----- TEXT TO READ
[TUHS] History of non-Bell C compilers?

Jonathan Gray jsg at jsg.id.au
Fri Mar 8 13:15:19 AEST 2024


On Thu, Mar 07, 2024 at 04:52:26PM -0700, Warner Losh wrote:
> On Thu, Mar 7, 2024 at 4:24 PM Warner Losh <imp at bsdimp.com> wrote:
> 
> >
> >
> > On Thu, Mar 7, 2024, 4:14 PM Tom Lyon <pugs78 at gmail.com> wrote:
> >
> >> For no good reason, I've been wondering about the early history of C
> >> compilers that were not derived from Ritchie, Johnson, and Snyder at Bell.
> >> Especially for x86.  Anyone have tales?
> >> Were any of those compilers ever used to port UNIX?
> >>
> >
> > MIT had several that were used for ka9q and at least the Venix x86 port.
> > They supported the popular micros of the time. Various versions of them
> > survive to the present day.
> >
> 
> It's at bitsavers:
> 
> https://bitsavers.org/bits/MIT/pc-ip/8086_C_19850820.tar
> and
> https://bitsavers.org/bits/MIT/trix/MIT_Compiler_Tape/

and tuhs Applications/Portable_CC/

> 
> are pointers to compilers from the early 80s. Obviously not ANSI-C
> compilers :)
> 
> Warner

The compilers used for MIT Nu/TRIX were derived from PCC.
----------
▶ _TO-DO LIST_
1: Rewrite the paragraph of the post on non-Bell C compilers that begins "MIT had several" as a short bulleted list that keeps its main facts.
2: Answer these questions using the post on non-Bell C compilers:
(a) From which compiler were the compilers used for MIT Nu/TRIX derived?
(b) Besides ka9q, what port is named as using the MIT compilers?
(c) From what period are the compilers at the bitsavers links said to be?
3: Extend the post on non-Bell C compilers past its last line.
----- DATA PROVIDED
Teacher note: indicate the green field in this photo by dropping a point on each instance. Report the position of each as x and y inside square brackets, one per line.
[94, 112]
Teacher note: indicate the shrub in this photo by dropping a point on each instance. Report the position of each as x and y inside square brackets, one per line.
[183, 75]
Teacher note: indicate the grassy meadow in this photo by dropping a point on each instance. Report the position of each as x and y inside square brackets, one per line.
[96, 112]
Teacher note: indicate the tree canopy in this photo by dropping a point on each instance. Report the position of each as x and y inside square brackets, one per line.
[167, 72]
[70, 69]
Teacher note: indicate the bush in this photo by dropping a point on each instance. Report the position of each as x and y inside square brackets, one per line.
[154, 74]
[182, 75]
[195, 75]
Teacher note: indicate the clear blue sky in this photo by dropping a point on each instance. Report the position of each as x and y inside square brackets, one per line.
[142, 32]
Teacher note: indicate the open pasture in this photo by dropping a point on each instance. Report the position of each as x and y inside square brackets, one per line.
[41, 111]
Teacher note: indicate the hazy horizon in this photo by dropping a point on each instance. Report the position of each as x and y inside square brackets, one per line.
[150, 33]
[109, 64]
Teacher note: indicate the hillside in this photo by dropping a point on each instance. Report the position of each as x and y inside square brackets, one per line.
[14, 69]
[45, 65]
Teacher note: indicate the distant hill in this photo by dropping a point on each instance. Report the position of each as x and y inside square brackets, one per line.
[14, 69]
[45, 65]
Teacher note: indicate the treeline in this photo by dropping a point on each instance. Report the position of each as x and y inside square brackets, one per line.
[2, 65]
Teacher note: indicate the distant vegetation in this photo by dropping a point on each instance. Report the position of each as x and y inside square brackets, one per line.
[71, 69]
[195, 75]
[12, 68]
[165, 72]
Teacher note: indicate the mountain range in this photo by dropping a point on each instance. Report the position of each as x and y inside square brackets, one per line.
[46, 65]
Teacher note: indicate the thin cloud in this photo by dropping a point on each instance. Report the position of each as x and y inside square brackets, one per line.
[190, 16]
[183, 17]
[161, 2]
----------
▶ _REPLIES_
1:
- MIT had several compilers, used for ka9q and at least the Venix x86 port.
- They supported the popular micros of the time.
- Various versions survive to the present day.

2:
(a) PCC
(b) The Venix x86 port
(c) The early 80s

3:
SUMacC, the Stanford UNIX Macintosh C development environment
reused that work, and one release announcement has:

"ACKNOWLEDGEMENTS

The 68000 C compiler used by SUMacC is the Bell Labs (Johnson) portable
C compiler, ported by Chris Terman of MIT and used in the MIT NU
project and the Stanford SUN system. The assembler is by Mike Patrick,
also of MIT. This same compiler / assembler / loader is used in many
of the 68K UNIX boxes currently on the market. Many modifications and
bug fixes have been applied by folks at Stanford, MIT, and Lucasfilm:
Jeff Mogul, Bill Nowicki, John Seamons, Vaughan Pratt, Eric Ostrom, and
a cast of thousands.

Dave Johnson of Brown Univ. contributed the excellent macget/macput
programs that make downloading painless. Among the many people
contributing improvements, new example programs, and bug fixes are:
Mike Schuster of CALTECH, Dan Winkler and Steve Engle of Harvard, Bill
Schilit at Columbia, Joe Pallas and Steve Gross at Stanford, John
Seamons at Lucasfilm, John Peterson at Utah, Ben Hyde of Intermetrics,
Bruce Horn of Apple/Adobe, Van Jacobson at LBL, and many others. Thank
you all!"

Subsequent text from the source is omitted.